[Coordinate labeling data]
— START —

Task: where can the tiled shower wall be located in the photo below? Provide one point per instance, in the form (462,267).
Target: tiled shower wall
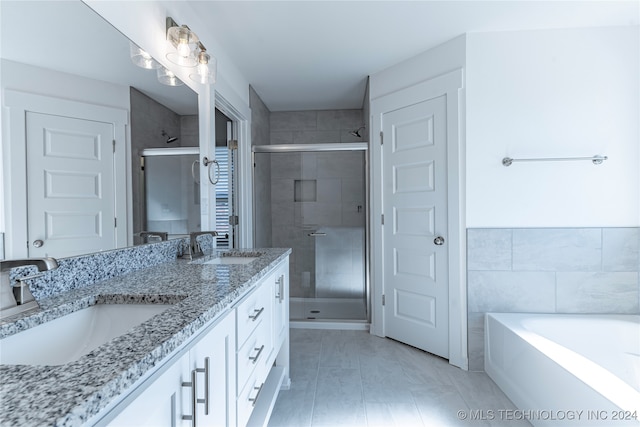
(549,270)
(260,134)
(332,189)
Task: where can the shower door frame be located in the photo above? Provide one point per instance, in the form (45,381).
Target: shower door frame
(329,147)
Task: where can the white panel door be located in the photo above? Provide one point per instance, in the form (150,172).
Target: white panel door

— END —

Challenge.
Copy every entry above word for word, but leave out the pictures.

Response to this exercise.
Task: where can the tiled shower wall be located in the photo below? Provide one point per instance, in the form (462,267).
Target: tiled shower wall
(549,270)
(260,134)
(332,189)
Task: where can the shower door frame be located in the photo above? Provide one point per instance, in the form (45,381).
Target: shower door frame
(329,147)
Task: where can the white panel door be located in the photo above? Provide one point per instance, in the form (150,172).
Target: white panel door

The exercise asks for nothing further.